> Work to complete
Every record below should be printed exactly as given.

-- start of Exercise material --

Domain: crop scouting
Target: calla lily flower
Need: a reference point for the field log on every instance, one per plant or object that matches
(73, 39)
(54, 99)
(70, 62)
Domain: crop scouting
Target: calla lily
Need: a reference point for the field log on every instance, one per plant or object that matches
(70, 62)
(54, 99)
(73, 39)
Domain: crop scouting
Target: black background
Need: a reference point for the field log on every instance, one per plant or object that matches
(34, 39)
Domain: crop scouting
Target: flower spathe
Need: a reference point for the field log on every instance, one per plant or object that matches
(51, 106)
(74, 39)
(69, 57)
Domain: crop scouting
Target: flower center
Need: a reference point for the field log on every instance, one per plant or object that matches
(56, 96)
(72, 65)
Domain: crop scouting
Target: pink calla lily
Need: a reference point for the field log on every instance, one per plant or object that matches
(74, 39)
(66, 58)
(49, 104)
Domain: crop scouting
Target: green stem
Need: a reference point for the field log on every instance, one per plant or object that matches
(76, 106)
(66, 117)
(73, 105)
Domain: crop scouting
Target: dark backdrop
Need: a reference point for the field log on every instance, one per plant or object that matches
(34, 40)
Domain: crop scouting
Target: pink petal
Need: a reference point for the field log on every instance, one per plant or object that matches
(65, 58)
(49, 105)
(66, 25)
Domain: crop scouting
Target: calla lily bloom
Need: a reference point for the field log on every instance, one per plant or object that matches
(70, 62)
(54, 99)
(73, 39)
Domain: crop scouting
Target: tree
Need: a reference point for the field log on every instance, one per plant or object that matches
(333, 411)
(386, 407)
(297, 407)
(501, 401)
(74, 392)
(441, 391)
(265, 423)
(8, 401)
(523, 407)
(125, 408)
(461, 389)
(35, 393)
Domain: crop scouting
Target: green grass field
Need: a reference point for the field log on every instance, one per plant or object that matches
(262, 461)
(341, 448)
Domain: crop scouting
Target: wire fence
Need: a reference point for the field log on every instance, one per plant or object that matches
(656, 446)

-- end of Exercise material --

> Problem solution
Domain: crop scouting
Target: calla lily flower
Need: a reference point for the field log on every instance, one per plant or object that matches
(73, 39)
(54, 99)
(70, 62)
Domain: crop scouting
Target: calla lily
Need: a reference point for the field log on every instance, one per plant or object that matches
(70, 62)
(54, 99)
(73, 39)
Domain: crop scouting
Target: black background
Need: a reference point for the field log on every instance, one per plant or object that matches
(34, 39)
Domain: crop scouting
Target: flower spathe
Need: a reference point for the field log on every instance, one per plant or object that matches
(51, 106)
(74, 39)
(69, 57)
Domain: crop scouting
Target: flower center
Need: a reference point for the field log on every instance, one per plant or object that matches
(56, 96)
(72, 65)
Domain: crop scouting
Target: pink calla lily
Need: a reference point for the field log on every instance, one per plant or object that matches
(74, 39)
(66, 58)
(49, 104)
Domain: crop scouting
Target: green stem
Need: a reference point for the field log on every instance, one per plant or object that matches
(76, 106)
(66, 117)
(73, 105)
Domain: crop scouting
Target: dark backdrop
Need: a reference point for the field log on every instance, one per plant or object that matches
(34, 40)
Domain: crop scouting
Target: pink petal
Need: a reference point for the field log on every instance, one per plant or object that matches
(65, 58)
(49, 105)
(66, 25)
Domain: crop scouting
Target: calla lily bloom
Need: a reference point for the field log on every instance, one per plant or object that matches
(70, 62)
(54, 99)
(73, 39)
Domain: crop scouting
Target: tree
Need: a reference point for the field log on every instance, one per plant or object that matches
(333, 411)
(386, 407)
(297, 407)
(501, 401)
(74, 392)
(441, 391)
(265, 423)
(8, 401)
(523, 407)
(125, 408)
(461, 389)
(35, 393)
Domain: crop scouting
Target: green grass field
Need: a reference point for the field log on every instance, one per plant or object that matches
(262, 461)
(341, 448)
Domain: crop scouting
Target: wire fence
Need: a reference point for the field log on every instance, one per plant or object that matches
(656, 446)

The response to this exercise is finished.